BEGIN PROVIDED DATA

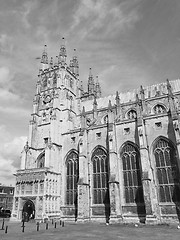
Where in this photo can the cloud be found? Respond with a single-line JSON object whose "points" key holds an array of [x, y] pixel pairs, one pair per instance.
{"points": [[104, 17], [10, 150], [6, 45]]}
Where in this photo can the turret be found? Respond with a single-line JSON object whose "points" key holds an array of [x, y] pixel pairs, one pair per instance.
{"points": [[90, 83], [75, 64], [62, 54], [44, 59], [51, 63], [97, 88]]}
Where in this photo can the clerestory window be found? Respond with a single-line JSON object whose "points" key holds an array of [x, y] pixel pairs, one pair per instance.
{"points": [[132, 174], [167, 171]]}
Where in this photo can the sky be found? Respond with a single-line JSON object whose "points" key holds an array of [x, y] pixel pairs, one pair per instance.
{"points": [[127, 43]]}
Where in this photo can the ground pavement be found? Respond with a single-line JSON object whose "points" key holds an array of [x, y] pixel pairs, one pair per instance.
{"points": [[83, 231]]}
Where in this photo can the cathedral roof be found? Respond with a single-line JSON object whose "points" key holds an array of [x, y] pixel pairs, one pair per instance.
{"points": [[130, 96]]}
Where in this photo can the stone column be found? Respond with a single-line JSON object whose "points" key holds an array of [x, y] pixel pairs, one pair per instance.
{"points": [[114, 195], [147, 176], [83, 212]]}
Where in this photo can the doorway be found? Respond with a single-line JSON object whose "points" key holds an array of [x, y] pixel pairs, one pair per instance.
{"points": [[28, 211]]}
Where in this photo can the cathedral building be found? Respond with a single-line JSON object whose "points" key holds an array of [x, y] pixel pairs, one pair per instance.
{"points": [[93, 158]]}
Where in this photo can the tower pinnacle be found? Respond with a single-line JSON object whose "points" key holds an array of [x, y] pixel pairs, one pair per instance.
{"points": [[44, 59], [62, 53], [91, 86]]}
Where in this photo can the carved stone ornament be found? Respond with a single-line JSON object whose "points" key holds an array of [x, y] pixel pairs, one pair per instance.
{"points": [[90, 122]]}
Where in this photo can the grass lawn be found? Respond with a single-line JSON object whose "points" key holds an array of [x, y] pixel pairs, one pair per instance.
{"points": [[83, 231]]}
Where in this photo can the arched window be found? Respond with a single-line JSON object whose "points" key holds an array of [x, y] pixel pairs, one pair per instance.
{"points": [[100, 177], [132, 174], [167, 171], [72, 178], [132, 114], [54, 79], [159, 109], [41, 161], [45, 81]]}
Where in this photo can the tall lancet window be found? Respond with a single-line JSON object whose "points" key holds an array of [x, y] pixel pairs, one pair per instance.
{"points": [[132, 174], [167, 171], [41, 161], [100, 177], [72, 178]]}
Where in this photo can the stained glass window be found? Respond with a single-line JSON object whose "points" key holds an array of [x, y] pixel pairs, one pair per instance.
{"points": [[72, 178], [132, 174], [167, 171], [132, 114], [100, 177], [159, 109], [41, 161]]}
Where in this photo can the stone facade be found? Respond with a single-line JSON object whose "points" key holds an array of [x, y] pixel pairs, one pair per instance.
{"points": [[106, 159], [6, 197]]}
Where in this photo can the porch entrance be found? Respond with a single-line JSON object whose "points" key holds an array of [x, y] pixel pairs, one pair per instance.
{"points": [[28, 211]]}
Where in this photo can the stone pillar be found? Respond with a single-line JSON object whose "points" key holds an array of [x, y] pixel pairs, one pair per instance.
{"points": [[115, 204], [114, 196], [83, 211], [147, 175]]}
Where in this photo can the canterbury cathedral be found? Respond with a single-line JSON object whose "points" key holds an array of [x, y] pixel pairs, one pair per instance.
{"points": [[94, 158]]}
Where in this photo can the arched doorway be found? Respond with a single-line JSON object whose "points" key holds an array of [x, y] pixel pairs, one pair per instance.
{"points": [[28, 211]]}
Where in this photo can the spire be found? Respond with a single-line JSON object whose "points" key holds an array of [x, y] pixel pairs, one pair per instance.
{"points": [[56, 62], [109, 106], [97, 88], [44, 59], [75, 63], [169, 88], [90, 83], [51, 62], [142, 92], [62, 53], [117, 98]]}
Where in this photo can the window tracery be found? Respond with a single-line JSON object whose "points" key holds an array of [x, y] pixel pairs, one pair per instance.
{"points": [[72, 178], [132, 114], [100, 177], [159, 109], [132, 174], [41, 161], [167, 171]]}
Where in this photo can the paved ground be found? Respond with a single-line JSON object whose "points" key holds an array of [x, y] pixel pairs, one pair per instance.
{"points": [[80, 231]]}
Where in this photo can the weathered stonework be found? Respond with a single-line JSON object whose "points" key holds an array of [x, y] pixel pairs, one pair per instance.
{"points": [[75, 164]]}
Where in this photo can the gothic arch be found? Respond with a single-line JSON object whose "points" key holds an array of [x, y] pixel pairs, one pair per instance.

END PROVIDED DATA

**AIM OF THE TASK:**
Everything in the data except the pictures should be restated word for word.

**RESPONSE BOX:**
Where in this photo can the cloud be found? Respond with a single-line JSON object whose "points" key holds an array of [x, y] pixel pairs, one pair per instance.
{"points": [[104, 17], [10, 150], [6, 45]]}
Where in this photo can the turret be found? Respond with a single-line JSON object whose "points" key holds an array of [x, y] pixel pairs, one pair per instance.
{"points": [[90, 83], [75, 64], [62, 54], [44, 59], [51, 63], [97, 88]]}
Where in this photo can the clerestory window be found? Respond with a single-line JSON object whose "points" key holds an array of [x, y] pixel pairs, one pair per instance.
{"points": [[132, 174], [167, 171]]}
Where in this photo can the sky be found? Respond with a single-line JSON object whose "points" key holds an array of [x, y] pixel pairs, one pair per instance.
{"points": [[127, 43]]}
Where in this photo can the ground pavement be found? Respond with a single-line JSON object whose "points" key holds an array of [x, y] pixel pairs, one pair per instance.
{"points": [[83, 231]]}
Where in this photo can the cathedral roof be found? Respond with a single-line JSON object whose "points" key holds an array of [x, y] pixel pairs, one pair per instance.
{"points": [[130, 96]]}
Where in this photo can the stone column be found? Respond with a single-line JSON object whose "points" key holds an array of [x, y] pixel pairs, one pair per instance.
{"points": [[114, 195], [147, 176], [83, 212]]}
Where in this photo can the doorway be found? Respond with a single-line JSON object whose "points" key holds an array of [x, y] pixel pairs, one pair per instance.
{"points": [[28, 211]]}
Where in this photo can the cathedral building be found? Respond with a single-line JSON object whose "points" key holds an array of [x, y] pixel pairs, one pair per instance.
{"points": [[93, 158]]}
Where in this photo can the tower pinnacle be found? Respond with a single-line JSON object whose "points" key holds an array of [x, y] pixel pairs, one pair per instance.
{"points": [[44, 59], [62, 53], [91, 86]]}
Where in this photo can the carved stone ornament be found? Respond with a single-line JSON object whose "points" key holds an array of [x, y] pixel pairs, one pair per instance.
{"points": [[90, 122]]}
Where in this photo can the grass lawn be found? Respond with a single-line JSON object whose "points" key holds an array of [x, y] pixel pairs, one pair per instance.
{"points": [[83, 231]]}
Where in this photo can the arched window be found? Respond with a single-line JSON object whose "points" key holds an array of [x, y] pixel pairs, one pair per instance.
{"points": [[100, 177], [132, 174], [167, 171], [72, 178], [132, 114], [54, 79], [159, 109], [41, 161], [45, 81]]}
Where in this photo can the tall lancet window be found? Respond with a single-line JSON object whose "points" key holds an array of [x, y] pixel pairs, one pair per instance.
{"points": [[132, 174], [167, 171], [41, 161], [100, 177], [72, 178]]}
Where in this photo can the stained glass window be found? Respond with a single-line JSON object whose "points" key holds an array of [x, y] pixel pairs, one pair per instance.
{"points": [[72, 178], [132, 174], [167, 171], [132, 114], [100, 177], [159, 109], [41, 161]]}
Where in this photo can the stone facade be found? Respond with a single-line JSON object whose "points" key holds an array of [x, y] pixel pairs, one pair per instance.
{"points": [[106, 159], [6, 197]]}
Where in this photo can the porch entrance be found? Respond with a single-line JSON object whose "points" key holds an array of [x, y] pixel pairs, one pair per instance.
{"points": [[28, 211]]}
Where in this photo can the stone pillar be found? Respond with a single-line JSON object whose "points" key holds an array of [x, y] pixel pairs, one pair per instance.
{"points": [[115, 204], [114, 196], [83, 211], [147, 175]]}
Where in this photo can the canterbury cathedral be found? Respond with a single-line JSON object whose "points" key holds an array of [x, y] pixel pairs, one pair per instance.
{"points": [[94, 158]]}
Where in this photo can the arched doorway be found? Respond with a single-line JSON object whose "points" key holds an array of [x, y] pixel pairs, one pair per instance.
{"points": [[28, 211]]}
Where in this photo can the spire be found? Respond with a single-line JSON object whose "points" key holds an array of [x, y] pixel pairs, one pair per instance.
{"points": [[56, 62], [109, 106], [97, 88], [44, 59], [75, 63], [169, 88], [90, 83], [51, 62], [142, 92], [62, 53], [117, 98]]}
Where in this photo can the window tracery be found? Respond with a single-line JSON object whose "points" key holds an array of [x, y] pixel pairs, one pair per instance.
{"points": [[72, 178], [132, 114], [100, 177], [159, 109], [132, 174], [41, 161], [167, 171]]}
Where in this photo can the paved ground be found? Respond with a single-line JSON object whose "points" key holds an array of [x, y] pixel pairs, one pair per instance.
{"points": [[80, 231]]}
Where in this photo can the weathered stonework be found? Respond with a single-line JSON object whose "points" key holds an array of [x, y] pixel pairs, one pair per instance.
{"points": [[75, 164]]}
Where in this photo can the gothic arch be found? Respond with a single-line JSON object whose "points" key holds an array of [x, y] pixel pairs, one pair per instance.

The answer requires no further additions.